▶ Materiales proporcionados:
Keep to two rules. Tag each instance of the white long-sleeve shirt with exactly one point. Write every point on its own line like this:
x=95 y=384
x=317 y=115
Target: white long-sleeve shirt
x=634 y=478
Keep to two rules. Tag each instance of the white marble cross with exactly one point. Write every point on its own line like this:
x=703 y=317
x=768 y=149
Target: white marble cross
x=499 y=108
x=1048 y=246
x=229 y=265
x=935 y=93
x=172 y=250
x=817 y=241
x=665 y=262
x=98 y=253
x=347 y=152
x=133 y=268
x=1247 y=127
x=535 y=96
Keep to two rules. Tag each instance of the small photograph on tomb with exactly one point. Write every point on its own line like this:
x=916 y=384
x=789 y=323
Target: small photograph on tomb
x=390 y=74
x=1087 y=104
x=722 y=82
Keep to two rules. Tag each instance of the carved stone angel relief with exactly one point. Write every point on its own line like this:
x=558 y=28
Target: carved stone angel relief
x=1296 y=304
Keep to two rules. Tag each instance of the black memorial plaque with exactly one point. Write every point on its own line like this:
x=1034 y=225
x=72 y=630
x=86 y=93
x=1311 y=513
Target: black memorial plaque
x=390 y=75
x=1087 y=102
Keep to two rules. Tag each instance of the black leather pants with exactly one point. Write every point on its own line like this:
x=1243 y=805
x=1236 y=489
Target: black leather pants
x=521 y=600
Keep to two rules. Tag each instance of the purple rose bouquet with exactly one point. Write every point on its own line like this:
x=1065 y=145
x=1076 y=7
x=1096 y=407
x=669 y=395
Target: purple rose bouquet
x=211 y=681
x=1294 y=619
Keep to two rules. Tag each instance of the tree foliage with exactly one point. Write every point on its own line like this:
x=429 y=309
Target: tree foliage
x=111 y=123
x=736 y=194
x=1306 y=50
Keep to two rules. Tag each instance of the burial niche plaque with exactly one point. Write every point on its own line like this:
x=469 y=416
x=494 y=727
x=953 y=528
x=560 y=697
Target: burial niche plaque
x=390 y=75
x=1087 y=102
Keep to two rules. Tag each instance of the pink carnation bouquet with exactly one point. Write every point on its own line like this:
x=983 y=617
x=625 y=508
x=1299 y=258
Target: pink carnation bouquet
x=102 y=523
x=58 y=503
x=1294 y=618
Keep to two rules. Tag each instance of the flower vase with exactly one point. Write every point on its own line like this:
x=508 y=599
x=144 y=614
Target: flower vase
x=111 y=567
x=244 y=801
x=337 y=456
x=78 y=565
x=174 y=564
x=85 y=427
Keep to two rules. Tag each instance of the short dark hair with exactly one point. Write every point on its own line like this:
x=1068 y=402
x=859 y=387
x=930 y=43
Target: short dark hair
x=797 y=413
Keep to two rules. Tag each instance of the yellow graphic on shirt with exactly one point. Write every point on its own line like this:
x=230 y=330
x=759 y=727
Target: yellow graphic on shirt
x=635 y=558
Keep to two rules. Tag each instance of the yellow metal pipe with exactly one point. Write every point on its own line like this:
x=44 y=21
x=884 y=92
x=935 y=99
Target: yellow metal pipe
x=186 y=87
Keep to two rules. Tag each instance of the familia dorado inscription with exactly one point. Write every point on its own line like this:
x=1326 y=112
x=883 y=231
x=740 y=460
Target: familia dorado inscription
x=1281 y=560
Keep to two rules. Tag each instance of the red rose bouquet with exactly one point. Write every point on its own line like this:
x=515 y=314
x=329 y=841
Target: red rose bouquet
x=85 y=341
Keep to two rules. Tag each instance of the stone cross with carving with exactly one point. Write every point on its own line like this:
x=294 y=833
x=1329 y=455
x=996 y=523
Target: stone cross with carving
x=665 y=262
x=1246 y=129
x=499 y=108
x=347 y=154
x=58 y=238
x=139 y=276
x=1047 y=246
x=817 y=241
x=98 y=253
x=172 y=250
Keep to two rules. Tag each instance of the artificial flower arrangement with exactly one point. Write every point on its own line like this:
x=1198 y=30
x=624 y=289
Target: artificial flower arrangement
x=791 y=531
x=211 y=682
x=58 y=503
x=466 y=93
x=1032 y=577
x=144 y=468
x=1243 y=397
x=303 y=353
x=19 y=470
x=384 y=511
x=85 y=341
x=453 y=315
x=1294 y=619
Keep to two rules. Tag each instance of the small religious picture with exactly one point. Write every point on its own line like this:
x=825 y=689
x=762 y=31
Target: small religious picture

▶ Consigna: Edita todos los registros: cópialos de nuevo cambiando "Keep to two rules" por "Follow two rules" y sin alterar nada más.

▶ Respuesta:
Follow two rules. Tag each instance of the white long-sleeve shirt with exactly one point. Write every point on its own line like this:
x=95 y=384
x=317 y=115
Target: white long-sleeve shirt
x=634 y=478
Follow two rules. Tag each instance of the white marble cross with exactly one point. Write every point on its own line like this:
x=703 y=317
x=768 y=149
Target: white marble cross
x=499 y=108
x=1048 y=246
x=229 y=265
x=935 y=93
x=172 y=250
x=817 y=241
x=665 y=262
x=98 y=253
x=347 y=152
x=133 y=268
x=1247 y=127
x=535 y=96
Follow two rules. Tag each instance of the small photograph on tomb with exactly one point. Write every point on its own line like this:
x=916 y=384
x=789 y=323
Target: small photograph on tomb
x=390 y=74
x=1087 y=104
x=722 y=82
Follow two rules. Tag each instance of the carved stone angel relief with exactly one point. Write every point on its own line like this:
x=558 y=28
Target: carved stone angel relief
x=1296 y=304
Follow two rules. Tag each instance of the black memorial plaque with exactly one point. Write every point on its own line like this:
x=1034 y=225
x=72 y=630
x=86 y=93
x=1311 y=513
Target: black memorial plaque
x=390 y=75
x=1087 y=102
Follow two rules. Tag each instance of the black leather pants with exactly one point. Write every point on its own line like this:
x=1243 y=805
x=1236 y=489
Target: black leather pants
x=521 y=600
Follow two rules. Tag each instance of the purple rose bouquet with exactly one point. Write every point on its own line like this:
x=1065 y=145
x=1076 y=7
x=1096 y=407
x=669 y=395
Target: purple rose bouquet
x=211 y=681
x=1294 y=619
Follow two rules. Tag each instance of the tree foliage with exactly one point. Write every point on its own line like this:
x=429 y=309
Target: tree foliage
x=111 y=123
x=736 y=194
x=1306 y=50
Follow two rules. Tag each instance of the burial niche plaque with exactly one point. Write every point on its own line like this:
x=469 y=416
x=494 y=727
x=953 y=528
x=560 y=697
Target: burial niche plaque
x=390 y=75
x=1087 y=102
Follow two rules. Tag each instance of the pink carnation bouquet with exactly one point. Write every point on its own line like this:
x=983 y=617
x=625 y=508
x=1299 y=258
Target: pink carnation bouquet
x=102 y=523
x=58 y=503
x=1294 y=618
Follow two rules. Tag each instance of the flower vase with exactly one point. Write every point on its own line like this:
x=508 y=599
x=144 y=614
Target: flower vase
x=111 y=567
x=244 y=801
x=337 y=456
x=78 y=565
x=174 y=564
x=85 y=427
Follow two rules. Tag each instance of the short dark hair with exactly one point. Write every point on its own line like this:
x=1068 y=402
x=859 y=387
x=930 y=43
Target: short dark hair
x=797 y=413
Follow two rules. Tag each instance of the yellow graphic on shirt with exactly one point. Write every point on its own line like this:
x=230 y=330
x=759 y=727
Target: yellow graphic on shirt
x=635 y=558
Follow two rules. Tag each instance of the yellow metal pipe with exactly one point. Write every point on its own line like this:
x=44 y=21
x=884 y=92
x=935 y=99
Target: yellow metal pipe
x=186 y=87
Follow two rules. Tag each instance of the familia dorado inscription with exactly one point. Write every point on its own line like this:
x=1326 y=112
x=883 y=231
x=740 y=460
Target: familia dorado inscription
x=1281 y=560
Follow two rules. Tag each instance of the red rose bouquet with exactly one point. Write every point on its own line like this:
x=515 y=314
x=329 y=841
Target: red rose bouquet
x=85 y=341
Follow two rules. Tag each instance of the stone cross with carving with exactly one point. Write every point on its own line like this:
x=294 y=833
x=1329 y=455
x=996 y=523
Target: stone cross with carving
x=665 y=262
x=1246 y=129
x=499 y=108
x=347 y=154
x=58 y=238
x=139 y=276
x=1047 y=246
x=817 y=241
x=98 y=253
x=172 y=250
Follow two rules. Tag each instance of the artificial flower arrangement with exactly one point. Write every point on its own line like this:
x=1198 y=30
x=624 y=289
Target: artificial flower arrangement
x=791 y=531
x=211 y=682
x=58 y=503
x=466 y=93
x=1032 y=577
x=144 y=468
x=1243 y=397
x=303 y=353
x=19 y=470
x=384 y=511
x=85 y=341
x=453 y=315
x=1294 y=619
Follow two rules. Tag each instance of the small religious picture with exactly one point. Write every point on its own line like this:
x=825 y=689
x=762 y=31
Target: small religious picture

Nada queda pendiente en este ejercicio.